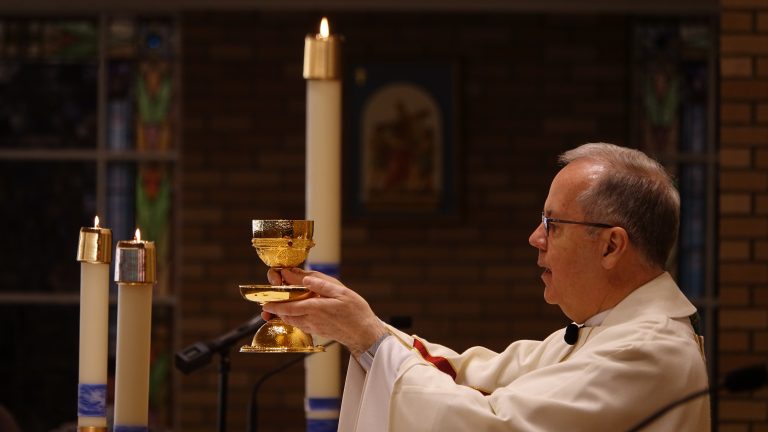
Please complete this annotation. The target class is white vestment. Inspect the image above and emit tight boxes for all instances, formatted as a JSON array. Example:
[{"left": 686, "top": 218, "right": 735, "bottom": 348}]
[{"left": 339, "top": 273, "right": 710, "bottom": 432}]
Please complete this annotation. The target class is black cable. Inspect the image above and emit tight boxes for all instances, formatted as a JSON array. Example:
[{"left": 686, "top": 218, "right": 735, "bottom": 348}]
[{"left": 627, "top": 363, "right": 768, "bottom": 432}]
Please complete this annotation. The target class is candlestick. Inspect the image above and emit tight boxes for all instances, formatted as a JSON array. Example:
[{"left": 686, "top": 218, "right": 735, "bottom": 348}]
[
  {"left": 114, "top": 229, "right": 157, "bottom": 432},
  {"left": 304, "top": 18, "right": 341, "bottom": 432},
  {"left": 77, "top": 216, "right": 112, "bottom": 432}
]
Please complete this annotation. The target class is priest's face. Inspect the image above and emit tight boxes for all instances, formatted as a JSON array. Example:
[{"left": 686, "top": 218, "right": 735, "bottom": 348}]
[{"left": 528, "top": 160, "right": 609, "bottom": 323}]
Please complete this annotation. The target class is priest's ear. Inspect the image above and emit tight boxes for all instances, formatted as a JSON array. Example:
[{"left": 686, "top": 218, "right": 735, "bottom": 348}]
[{"left": 601, "top": 227, "right": 629, "bottom": 268}]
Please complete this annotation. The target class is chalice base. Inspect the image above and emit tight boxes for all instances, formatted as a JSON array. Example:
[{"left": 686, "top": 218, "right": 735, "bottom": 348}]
[
  {"left": 240, "top": 285, "right": 325, "bottom": 353},
  {"left": 240, "top": 317, "right": 325, "bottom": 353}
]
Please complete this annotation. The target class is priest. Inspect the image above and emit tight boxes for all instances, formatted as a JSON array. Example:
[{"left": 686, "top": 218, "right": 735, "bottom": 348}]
[{"left": 263, "top": 143, "right": 710, "bottom": 432}]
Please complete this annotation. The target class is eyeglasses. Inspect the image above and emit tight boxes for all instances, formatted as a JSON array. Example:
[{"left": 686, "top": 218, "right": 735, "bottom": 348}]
[{"left": 541, "top": 213, "right": 614, "bottom": 237}]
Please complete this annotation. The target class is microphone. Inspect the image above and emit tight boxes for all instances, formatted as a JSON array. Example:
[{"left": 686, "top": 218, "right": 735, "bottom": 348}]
[
  {"left": 563, "top": 323, "right": 579, "bottom": 345},
  {"left": 175, "top": 316, "right": 264, "bottom": 374},
  {"left": 627, "top": 363, "right": 768, "bottom": 432}
]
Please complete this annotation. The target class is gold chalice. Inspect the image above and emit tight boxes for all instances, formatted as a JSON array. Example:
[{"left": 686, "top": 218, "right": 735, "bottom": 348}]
[{"left": 240, "top": 219, "right": 325, "bottom": 353}]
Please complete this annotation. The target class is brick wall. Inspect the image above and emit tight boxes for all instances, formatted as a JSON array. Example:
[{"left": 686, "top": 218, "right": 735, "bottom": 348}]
[
  {"left": 718, "top": 0, "right": 768, "bottom": 432},
  {"left": 182, "top": 11, "right": 632, "bottom": 432}
]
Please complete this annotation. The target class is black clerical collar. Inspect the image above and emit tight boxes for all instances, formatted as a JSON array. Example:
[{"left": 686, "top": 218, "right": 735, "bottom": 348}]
[{"left": 563, "top": 323, "right": 583, "bottom": 345}]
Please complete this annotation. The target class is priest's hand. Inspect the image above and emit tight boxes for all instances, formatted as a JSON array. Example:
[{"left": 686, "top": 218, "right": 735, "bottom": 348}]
[{"left": 262, "top": 268, "right": 387, "bottom": 357}]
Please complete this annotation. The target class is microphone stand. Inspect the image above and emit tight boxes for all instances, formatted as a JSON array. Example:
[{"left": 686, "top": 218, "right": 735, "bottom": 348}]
[{"left": 175, "top": 316, "right": 265, "bottom": 432}]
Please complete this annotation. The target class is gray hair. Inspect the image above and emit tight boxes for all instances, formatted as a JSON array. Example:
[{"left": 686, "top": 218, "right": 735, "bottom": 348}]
[{"left": 559, "top": 143, "right": 680, "bottom": 268}]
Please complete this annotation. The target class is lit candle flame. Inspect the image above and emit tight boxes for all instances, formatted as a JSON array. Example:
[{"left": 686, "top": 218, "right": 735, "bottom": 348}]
[{"left": 320, "top": 17, "right": 331, "bottom": 38}]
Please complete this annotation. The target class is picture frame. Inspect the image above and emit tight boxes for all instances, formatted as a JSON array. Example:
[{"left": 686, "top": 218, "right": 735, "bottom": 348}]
[{"left": 344, "top": 61, "right": 458, "bottom": 218}]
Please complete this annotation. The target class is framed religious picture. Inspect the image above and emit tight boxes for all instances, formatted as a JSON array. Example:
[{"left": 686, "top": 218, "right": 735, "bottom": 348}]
[{"left": 344, "top": 62, "right": 457, "bottom": 218}]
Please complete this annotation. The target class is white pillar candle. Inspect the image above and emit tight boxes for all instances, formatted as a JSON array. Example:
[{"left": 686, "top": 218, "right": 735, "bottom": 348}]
[
  {"left": 114, "top": 230, "right": 157, "bottom": 432},
  {"left": 77, "top": 216, "right": 112, "bottom": 432},
  {"left": 304, "top": 18, "right": 341, "bottom": 432}
]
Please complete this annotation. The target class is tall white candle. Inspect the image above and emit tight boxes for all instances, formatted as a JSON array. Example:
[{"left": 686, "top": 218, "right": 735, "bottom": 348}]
[
  {"left": 77, "top": 216, "right": 112, "bottom": 432},
  {"left": 114, "top": 229, "right": 157, "bottom": 432},
  {"left": 304, "top": 18, "right": 341, "bottom": 432}
]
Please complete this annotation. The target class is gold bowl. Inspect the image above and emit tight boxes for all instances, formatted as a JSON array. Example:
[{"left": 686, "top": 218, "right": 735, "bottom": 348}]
[{"left": 251, "top": 219, "right": 315, "bottom": 268}]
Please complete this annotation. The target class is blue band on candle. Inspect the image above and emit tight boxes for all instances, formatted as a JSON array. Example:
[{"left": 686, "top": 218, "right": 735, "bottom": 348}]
[
  {"left": 113, "top": 425, "right": 149, "bottom": 432},
  {"left": 307, "top": 263, "right": 339, "bottom": 278},
  {"left": 304, "top": 398, "right": 341, "bottom": 411},
  {"left": 307, "top": 419, "right": 339, "bottom": 432},
  {"left": 77, "top": 384, "right": 107, "bottom": 417}
]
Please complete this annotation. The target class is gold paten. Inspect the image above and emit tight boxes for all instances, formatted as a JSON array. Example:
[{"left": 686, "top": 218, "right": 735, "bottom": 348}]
[
  {"left": 240, "top": 219, "right": 325, "bottom": 353},
  {"left": 240, "top": 285, "right": 311, "bottom": 305}
]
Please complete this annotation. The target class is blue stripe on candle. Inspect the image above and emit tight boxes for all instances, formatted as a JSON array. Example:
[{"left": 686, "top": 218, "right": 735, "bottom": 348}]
[
  {"left": 113, "top": 425, "right": 149, "bottom": 432},
  {"left": 307, "top": 419, "right": 339, "bottom": 432},
  {"left": 77, "top": 384, "right": 107, "bottom": 417},
  {"left": 307, "top": 263, "right": 339, "bottom": 278},
  {"left": 304, "top": 398, "right": 341, "bottom": 411}
]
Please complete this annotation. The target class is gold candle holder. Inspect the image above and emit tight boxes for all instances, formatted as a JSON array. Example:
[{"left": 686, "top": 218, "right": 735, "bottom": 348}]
[
  {"left": 77, "top": 226, "right": 112, "bottom": 264},
  {"left": 240, "top": 219, "right": 325, "bottom": 353}
]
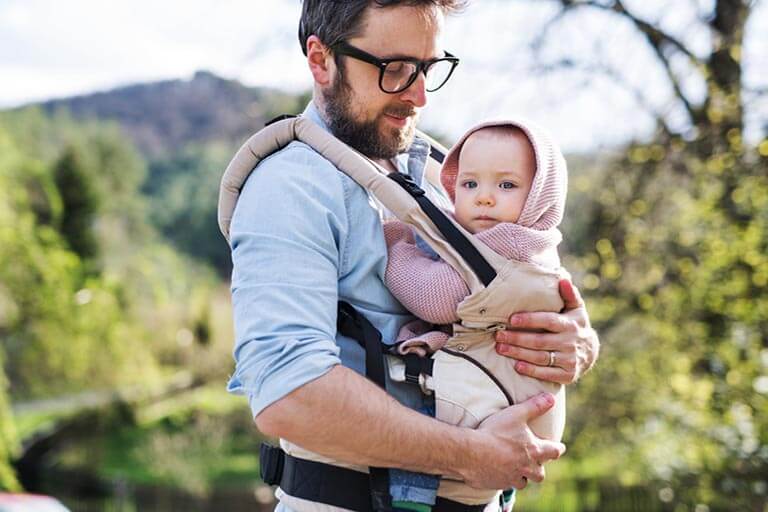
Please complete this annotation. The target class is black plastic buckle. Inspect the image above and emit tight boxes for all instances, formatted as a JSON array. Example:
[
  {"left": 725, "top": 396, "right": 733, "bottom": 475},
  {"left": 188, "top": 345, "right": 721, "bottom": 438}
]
[
  {"left": 387, "top": 172, "right": 424, "bottom": 197},
  {"left": 403, "top": 354, "right": 422, "bottom": 384},
  {"left": 259, "top": 443, "right": 285, "bottom": 485}
]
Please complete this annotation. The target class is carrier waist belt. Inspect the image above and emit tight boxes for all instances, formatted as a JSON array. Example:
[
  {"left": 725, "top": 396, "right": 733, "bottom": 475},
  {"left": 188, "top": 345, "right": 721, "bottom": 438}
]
[{"left": 260, "top": 444, "right": 485, "bottom": 512}]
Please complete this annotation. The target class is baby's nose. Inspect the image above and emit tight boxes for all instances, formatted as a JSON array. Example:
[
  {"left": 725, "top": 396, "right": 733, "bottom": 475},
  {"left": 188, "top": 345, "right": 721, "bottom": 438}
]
[{"left": 477, "top": 194, "right": 494, "bottom": 206}]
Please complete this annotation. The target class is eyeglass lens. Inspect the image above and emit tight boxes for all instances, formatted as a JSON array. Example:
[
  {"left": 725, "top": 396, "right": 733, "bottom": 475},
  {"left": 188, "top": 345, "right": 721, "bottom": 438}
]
[{"left": 381, "top": 60, "right": 453, "bottom": 92}]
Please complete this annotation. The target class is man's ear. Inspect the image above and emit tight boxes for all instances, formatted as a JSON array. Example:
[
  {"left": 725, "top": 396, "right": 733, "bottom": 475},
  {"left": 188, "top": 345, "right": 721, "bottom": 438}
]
[{"left": 307, "top": 35, "right": 336, "bottom": 86}]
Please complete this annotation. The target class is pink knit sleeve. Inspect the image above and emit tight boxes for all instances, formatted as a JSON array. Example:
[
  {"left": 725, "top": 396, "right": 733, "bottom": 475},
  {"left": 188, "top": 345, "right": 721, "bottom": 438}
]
[{"left": 384, "top": 221, "right": 469, "bottom": 324}]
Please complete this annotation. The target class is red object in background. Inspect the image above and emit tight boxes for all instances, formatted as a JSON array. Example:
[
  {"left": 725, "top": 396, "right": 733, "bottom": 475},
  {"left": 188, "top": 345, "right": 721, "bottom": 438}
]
[{"left": 0, "top": 492, "right": 69, "bottom": 512}]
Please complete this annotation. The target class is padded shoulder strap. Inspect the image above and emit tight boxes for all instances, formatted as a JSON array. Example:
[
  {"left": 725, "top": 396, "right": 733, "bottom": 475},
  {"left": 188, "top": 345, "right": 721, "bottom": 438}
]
[{"left": 218, "top": 117, "right": 506, "bottom": 291}]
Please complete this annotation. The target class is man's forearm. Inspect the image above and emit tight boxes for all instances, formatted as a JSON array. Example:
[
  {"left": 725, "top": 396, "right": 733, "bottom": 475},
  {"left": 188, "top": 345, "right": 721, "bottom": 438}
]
[{"left": 256, "top": 366, "right": 472, "bottom": 477}]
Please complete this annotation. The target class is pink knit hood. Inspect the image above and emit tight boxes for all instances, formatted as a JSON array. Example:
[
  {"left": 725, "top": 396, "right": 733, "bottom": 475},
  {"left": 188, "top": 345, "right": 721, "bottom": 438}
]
[{"left": 440, "top": 120, "right": 568, "bottom": 261}]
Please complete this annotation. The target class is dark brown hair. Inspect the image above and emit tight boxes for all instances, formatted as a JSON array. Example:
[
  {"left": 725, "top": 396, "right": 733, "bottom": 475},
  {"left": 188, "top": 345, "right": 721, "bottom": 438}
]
[{"left": 299, "top": 0, "right": 468, "bottom": 55}]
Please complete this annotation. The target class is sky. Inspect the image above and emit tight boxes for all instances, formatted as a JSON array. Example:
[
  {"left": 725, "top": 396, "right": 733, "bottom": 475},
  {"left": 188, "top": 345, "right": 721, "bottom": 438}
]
[{"left": 0, "top": 0, "right": 768, "bottom": 151}]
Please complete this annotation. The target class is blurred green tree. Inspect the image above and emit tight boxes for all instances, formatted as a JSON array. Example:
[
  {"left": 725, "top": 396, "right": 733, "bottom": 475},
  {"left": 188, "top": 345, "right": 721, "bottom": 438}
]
[
  {"left": 53, "top": 146, "right": 99, "bottom": 261},
  {"left": 520, "top": 0, "right": 768, "bottom": 510}
]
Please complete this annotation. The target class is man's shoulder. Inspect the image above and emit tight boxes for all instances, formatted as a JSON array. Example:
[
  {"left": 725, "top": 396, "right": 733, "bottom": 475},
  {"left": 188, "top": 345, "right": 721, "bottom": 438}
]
[
  {"left": 241, "top": 141, "right": 349, "bottom": 209},
  {"left": 254, "top": 140, "right": 340, "bottom": 174}
]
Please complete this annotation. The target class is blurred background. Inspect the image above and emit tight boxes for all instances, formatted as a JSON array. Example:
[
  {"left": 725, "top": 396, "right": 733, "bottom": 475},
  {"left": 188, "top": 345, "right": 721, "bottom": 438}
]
[{"left": 0, "top": 0, "right": 768, "bottom": 512}]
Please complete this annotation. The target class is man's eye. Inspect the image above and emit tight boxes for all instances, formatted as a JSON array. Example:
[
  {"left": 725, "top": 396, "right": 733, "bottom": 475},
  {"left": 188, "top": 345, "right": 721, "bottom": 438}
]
[{"left": 384, "top": 61, "right": 405, "bottom": 75}]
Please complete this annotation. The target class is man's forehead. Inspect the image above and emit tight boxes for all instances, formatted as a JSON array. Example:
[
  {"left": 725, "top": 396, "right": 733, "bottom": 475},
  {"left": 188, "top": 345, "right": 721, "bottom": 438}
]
[{"left": 352, "top": 4, "right": 444, "bottom": 59}]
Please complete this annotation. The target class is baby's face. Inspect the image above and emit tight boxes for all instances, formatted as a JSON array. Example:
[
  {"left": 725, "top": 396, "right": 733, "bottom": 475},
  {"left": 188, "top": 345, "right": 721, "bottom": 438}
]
[{"left": 455, "top": 129, "right": 536, "bottom": 233}]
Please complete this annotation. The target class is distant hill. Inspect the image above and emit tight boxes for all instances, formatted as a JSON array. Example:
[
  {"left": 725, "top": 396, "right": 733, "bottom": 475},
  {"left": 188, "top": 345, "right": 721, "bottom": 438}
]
[{"left": 33, "top": 71, "right": 306, "bottom": 160}]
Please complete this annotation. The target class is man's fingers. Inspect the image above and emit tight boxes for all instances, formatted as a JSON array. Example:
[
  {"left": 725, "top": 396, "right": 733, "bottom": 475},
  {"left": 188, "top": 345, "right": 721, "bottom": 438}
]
[
  {"left": 540, "top": 441, "right": 565, "bottom": 464},
  {"left": 496, "top": 343, "right": 560, "bottom": 366},
  {"left": 509, "top": 312, "right": 570, "bottom": 332},
  {"left": 496, "top": 331, "right": 563, "bottom": 351},
  {"left": 559, "top": 279, "right": 584, "bottom": 311},
  {"left": 515, "top": 361, "right": 576, "bottom": 384},
  {"left": 512, "top": 477, "right": 528, "bottom": 491},
  {"left": 515, "top": 393, "right": 555, "bottom": 423}
]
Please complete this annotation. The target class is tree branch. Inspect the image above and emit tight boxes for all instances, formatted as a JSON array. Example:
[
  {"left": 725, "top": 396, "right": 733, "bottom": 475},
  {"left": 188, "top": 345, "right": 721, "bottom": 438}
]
[
  {"left": 560, "top": 0, "right": 703, "bottom": 128},
  {"left": 532, "top": 58, "right": 676, "bottom": 137}
]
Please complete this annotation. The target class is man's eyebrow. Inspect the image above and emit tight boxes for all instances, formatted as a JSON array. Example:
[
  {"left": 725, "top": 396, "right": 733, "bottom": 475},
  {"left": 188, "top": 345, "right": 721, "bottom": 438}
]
[{"left": 381, "top": 52, "right": 445, "bottom": 61}]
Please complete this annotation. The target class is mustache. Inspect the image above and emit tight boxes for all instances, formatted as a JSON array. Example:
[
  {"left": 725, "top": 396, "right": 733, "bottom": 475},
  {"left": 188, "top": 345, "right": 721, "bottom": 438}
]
[{"left": 384, "top": 106, "right": 418, "bottom": 118}]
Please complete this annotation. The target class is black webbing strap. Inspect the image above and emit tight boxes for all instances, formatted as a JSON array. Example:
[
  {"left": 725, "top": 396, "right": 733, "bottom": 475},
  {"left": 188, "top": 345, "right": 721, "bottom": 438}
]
[
  {"left": 259, "top": 443, "right": 485, "bottom": 512},
  {"left": 403, "top": 354, "right": 435, "bottom": 384},
  {"left": 388, "top": 172, "right": 496, "bottom": 286},
  {"left": 429, "top": 144, "right": 445, "bottom": 163},
  {"left": 336, "top": 301, "right": 392, "bottom": 512}
]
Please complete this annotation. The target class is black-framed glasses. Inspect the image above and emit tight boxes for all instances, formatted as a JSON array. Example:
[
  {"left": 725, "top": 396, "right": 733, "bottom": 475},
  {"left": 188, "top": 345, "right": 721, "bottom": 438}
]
[{"left": 331, "top": 41, "right": 459, "bottom": 94}]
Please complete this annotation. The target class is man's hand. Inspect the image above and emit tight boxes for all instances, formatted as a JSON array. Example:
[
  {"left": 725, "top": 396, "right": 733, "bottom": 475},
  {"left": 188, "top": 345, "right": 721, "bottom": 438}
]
[
  {"left": 496, "top": 279, "right": 600, "bottom": 384},
  {"left": 462, "top": 393, "right": 565, "bottom": 489}
]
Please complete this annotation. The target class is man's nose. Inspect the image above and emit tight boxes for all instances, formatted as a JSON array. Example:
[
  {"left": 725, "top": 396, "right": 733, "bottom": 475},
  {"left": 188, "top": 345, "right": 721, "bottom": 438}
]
[{"left": 400, "top": 73, "right": 427, "bottom": 108}]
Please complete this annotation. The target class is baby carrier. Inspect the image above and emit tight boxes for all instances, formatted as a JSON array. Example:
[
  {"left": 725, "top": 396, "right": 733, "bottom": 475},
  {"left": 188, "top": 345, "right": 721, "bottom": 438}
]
[{"left": 218, "top": 116, "right": 565, "bottom": 511}]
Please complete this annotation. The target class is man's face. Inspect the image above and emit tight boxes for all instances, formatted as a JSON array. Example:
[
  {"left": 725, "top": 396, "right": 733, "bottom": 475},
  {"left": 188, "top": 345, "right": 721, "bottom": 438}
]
[
  {"left": 321, "top": 6, "right": 443, "bottom": 159},
  {"left": 455, "top": 129, "right": 536, "bottom": 233}
]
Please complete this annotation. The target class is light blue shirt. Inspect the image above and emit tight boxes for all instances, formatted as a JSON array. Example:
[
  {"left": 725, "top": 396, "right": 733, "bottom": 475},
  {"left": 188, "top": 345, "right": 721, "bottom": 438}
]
[{"left": 227, "top": 103, "right": 448, "bottom": 416}]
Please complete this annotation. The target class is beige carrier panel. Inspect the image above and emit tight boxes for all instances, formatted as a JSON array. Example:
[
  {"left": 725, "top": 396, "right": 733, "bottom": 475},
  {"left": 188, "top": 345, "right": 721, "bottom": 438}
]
[{"left": 218, "top": 117, "right": 565, "bottom": 512}]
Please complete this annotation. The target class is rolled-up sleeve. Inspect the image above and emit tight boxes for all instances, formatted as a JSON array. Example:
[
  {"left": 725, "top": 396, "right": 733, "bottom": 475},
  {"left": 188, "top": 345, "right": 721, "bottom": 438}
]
[{"left": 227, "top": 143, "right": 348, "bottom": 417}]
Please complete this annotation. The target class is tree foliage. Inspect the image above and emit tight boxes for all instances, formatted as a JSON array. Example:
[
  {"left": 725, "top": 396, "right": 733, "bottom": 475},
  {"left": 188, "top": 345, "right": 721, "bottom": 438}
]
[
  {"left": 524, "top": 0, "right": 768, "bottom": 510},
  {"left": 0, "top": 110, "right": 236, "bottom": 488}
]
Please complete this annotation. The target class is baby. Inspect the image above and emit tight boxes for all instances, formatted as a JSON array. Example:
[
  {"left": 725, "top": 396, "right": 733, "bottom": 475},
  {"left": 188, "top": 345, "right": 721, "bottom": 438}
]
[{"left": 384, "top": 121, "right": 567, "bottom": 511}]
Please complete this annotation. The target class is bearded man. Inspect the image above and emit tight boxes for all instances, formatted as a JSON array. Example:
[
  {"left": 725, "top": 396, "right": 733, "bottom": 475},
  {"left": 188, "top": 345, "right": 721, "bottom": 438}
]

(SHORT PROBLEM)
Reproduce, word for word, only the lines from the one that contains "Please complete this annotation. The target class is baby." through the final line.

(SOLUTION TO THE EXERCISE)
Please complete this annotation. The target class is baby. Inspect the image above and emit tight boxes for all instances, formatted as a JSON array. Example:
[
  {"left": 725, "top": 396, "right": 733, "bottom": 475},
  {"left": 188, "top": 345, "right": 721, "bottom": 438}
]
[{"left": 384, "top": 121, "right": 567, "bottom": 511}]
Please complete this annotation. The target class is bearded man. Inspect the image above and emit tight boxes for all instances, formatted as a JSON array. Example:
[
  {"left": 725, "top": 396, "right": 733, "bottom": 475},
  {"left": 188, "top": 345, "right": 721, "bottom": 438}
]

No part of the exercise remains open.